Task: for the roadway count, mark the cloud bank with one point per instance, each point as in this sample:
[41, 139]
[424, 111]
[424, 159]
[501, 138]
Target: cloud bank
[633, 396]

==*==

Rewrite the items, replacing "cloud bank" with "fog bank" wherever it occurs and leaving everything else unchanged.

Task: for the roadway count, mark the fog bank with one point per instance, each point as in this sample:
[41, 139]
[424, 111]
[424, 159]
[501, 138]
Target: fog bank
[633, 396]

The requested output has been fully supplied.